[DATA TO USE Boundary: Start]

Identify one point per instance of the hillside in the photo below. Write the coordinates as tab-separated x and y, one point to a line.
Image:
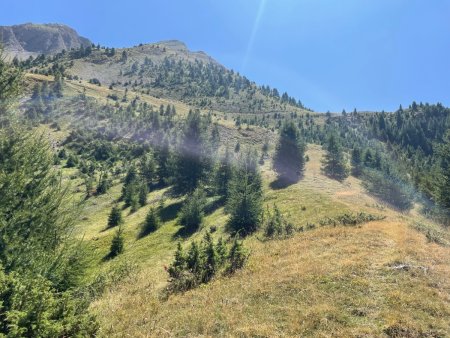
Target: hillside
33	40
168	70
122	171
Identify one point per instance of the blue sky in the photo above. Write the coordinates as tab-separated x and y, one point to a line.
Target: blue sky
364	54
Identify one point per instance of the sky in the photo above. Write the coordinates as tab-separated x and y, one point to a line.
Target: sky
330	54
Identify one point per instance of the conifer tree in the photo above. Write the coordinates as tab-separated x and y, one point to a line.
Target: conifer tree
333	164
245	199
193	262
444	180
236	257
143	192
179	263
191	161
115	217
357	165
289	159
152	222
224	174
209	258
117	243
192	212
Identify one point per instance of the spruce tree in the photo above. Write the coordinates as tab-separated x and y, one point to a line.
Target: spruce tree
334	163
193	263
117	243
236	257
143	192
115	217
179	264
245	198
357	163
224	174
444	180
191	160
147	169
209	258
192	212
151	223
289	159
222	251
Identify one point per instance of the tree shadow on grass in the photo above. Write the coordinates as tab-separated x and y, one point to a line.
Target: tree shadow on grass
214	205
281	183
170	212
184	232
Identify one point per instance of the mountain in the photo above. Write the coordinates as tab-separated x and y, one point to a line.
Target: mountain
168	69
33	39
338	252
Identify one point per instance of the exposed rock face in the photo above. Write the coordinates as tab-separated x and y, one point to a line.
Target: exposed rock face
34	39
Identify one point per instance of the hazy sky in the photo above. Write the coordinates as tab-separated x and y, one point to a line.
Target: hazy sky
335	54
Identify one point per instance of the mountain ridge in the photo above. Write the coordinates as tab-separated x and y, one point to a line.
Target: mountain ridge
30	39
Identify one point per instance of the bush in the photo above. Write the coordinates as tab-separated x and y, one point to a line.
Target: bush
203	262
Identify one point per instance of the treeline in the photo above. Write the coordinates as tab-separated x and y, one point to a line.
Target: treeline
40	263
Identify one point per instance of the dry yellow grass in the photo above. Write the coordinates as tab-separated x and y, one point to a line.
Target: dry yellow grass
341	282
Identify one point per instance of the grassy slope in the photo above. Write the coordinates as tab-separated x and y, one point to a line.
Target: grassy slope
326	281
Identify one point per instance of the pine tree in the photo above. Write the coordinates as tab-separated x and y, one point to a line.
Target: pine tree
152	222
444	179
333	164
209	258
357	165
236	257
289	159
192	212
191	160
10	84
115	217
245	198
222	251
179	263
193	263
224	174
117	244
143	192
147	169
163	170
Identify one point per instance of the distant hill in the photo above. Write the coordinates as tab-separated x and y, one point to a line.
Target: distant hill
168	69
34	39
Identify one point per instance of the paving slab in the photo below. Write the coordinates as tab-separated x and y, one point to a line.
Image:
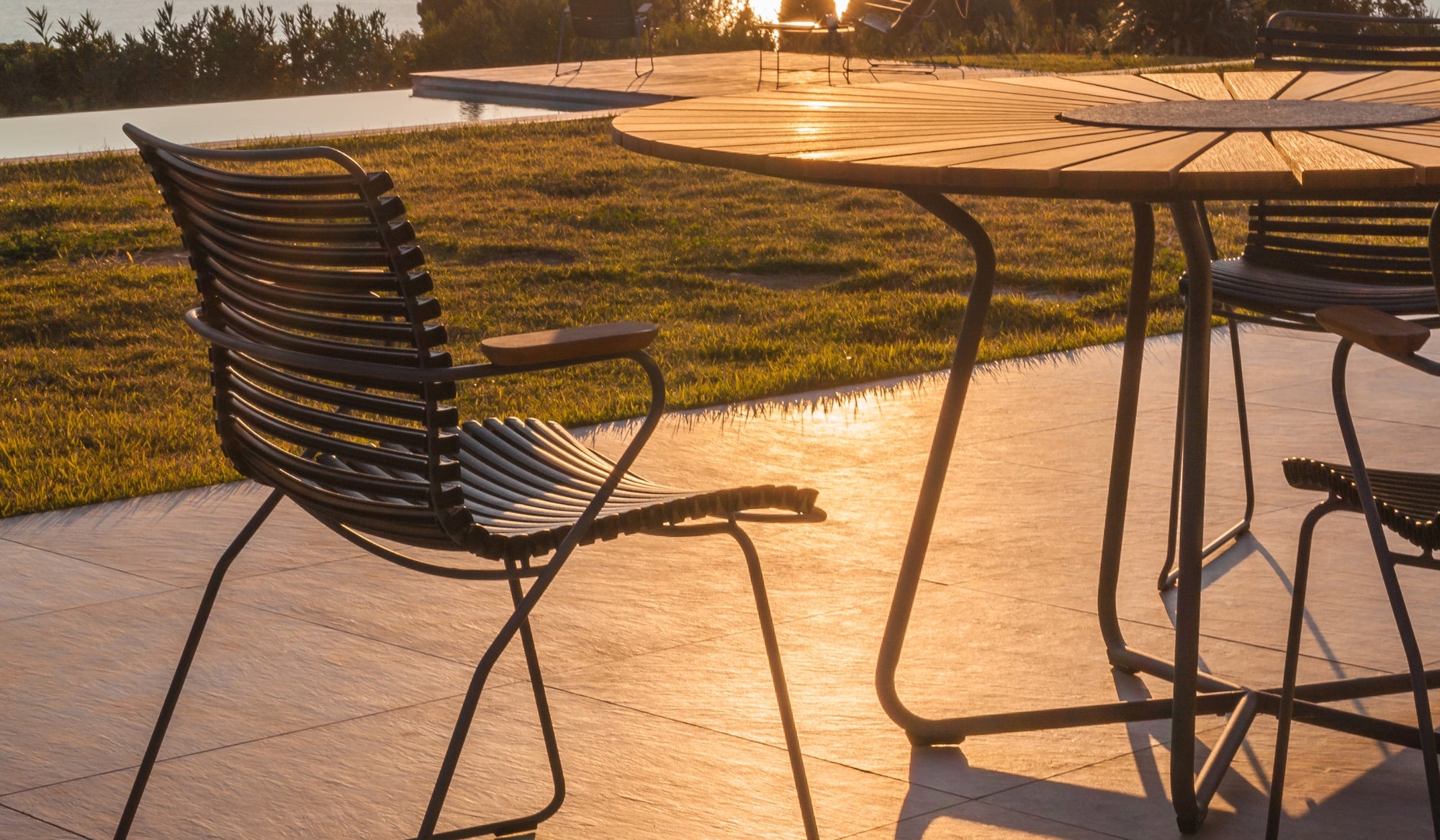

[DATA TO USE Boundary: End]

ASSIGNED TASK: Leave out the pictures and copy every record above exactly.

ANSWER SPACE:
Identify one point per instance of the hillside in the photo below. Write the coordinates as tab-separated x and y, one point to a line.
Image:
Target: hillside
33	40
168	70
122	171
Identify one point per instance of the blue sky in the photo above. Write the coordinates as tab-separated x and y, one point to a line.
Target: blue sky
364	54
Identify one point per instance of the sky in the photo above. Write the coordinates as tab-separated x and y, one point to a line.
Target: sky
330	54
Identify one point per instance of the conifer tree in the photo above. Write the coordinates as tab-separated x and y, one point to a line.
Target: conifer tree
333	164
245	199
193	262
444	180
236	257
143	192
179	263
191	161
115	217
357	165
289	159
152	222
224	174
209	258
117	243
192	212
Identify one point per instance of the spruce tree in the photo above. Write the coordinates as tab-separated x and y, one point to a line.
Target: spruce tree
334	163
193	263
117	243
236	257
143	192
115	217
179	264
245	198
357	163
224	174
444	180
191	160
147	169
209	258
192	212
151	223
289	159
222	251
Identify one point per instance of the tree shadow on grass in the photo above. Write the coordinates as tab-separated x and y, one point to a line.
Target: tree shadow on grass
214	205
281	183
170	212
184	232
Identify one point per instance of the mountain in the photo above. Write the coordinates as tab-separated x and y, one point to a line.
Target: mountain
168	69
33	39
338	252
Identify one point per instance of the exposed rock face in the photo above. Write the coordinates as tab-separated x and y, one point to a line.
Target: exposed rock face
34	39
Identify one point per instance of the hazy sky in the photo above. Write the coordinates as tab-separated x and y, one point to a line.
Target: hazy sky
335	54
Identify one point per instance of the mountain ridge in the photo above. Write the coordinates as tab-separated x and y, one point to a line.
Target: mountain ridge
30	39
Identify one point per instance of the bush in the photo above. Write the coordinates as tab-separated x and y, one point to a line.
Target: bush
203	262
Identify one point per instance of the treeline in the photo above. Write the coordinates as tab-separated x and y, one point to a line.
Target: treeline
40	263
Identify one point per instance of the dry yellow grass in the photo above. Write the coordinates as tab-separated x and y, one point to a line.
Target: dry yellow grass
341	282
Identify one point per instance of the grassy slope in the photo above. Write the coordinates as tab-separated x and y, one point to a line.
Target: grassy slope
326	281
Identify one point per instance of the pine tree in the photo above. Write the coordinates as tab-separated x and y, one point to a line.
Target: pine tree
152	222
444	179
333	164
209	258
357	165
236	257
289	159
192	212
191	160
10	84
115	217
245	198
222	251
179	263
193	263
224	174
117	244
143	192
147	169
163	170
Identify one point per instance of the distant hill in the photo above. Write the coordinates as tab-separated x and y, one point to a line.
Target: distant hill
168	69
34	39
Identify one point per instance of the paving slab in the photo below. Write the coordinates as tab-separated x and y, one point to a line.
Image:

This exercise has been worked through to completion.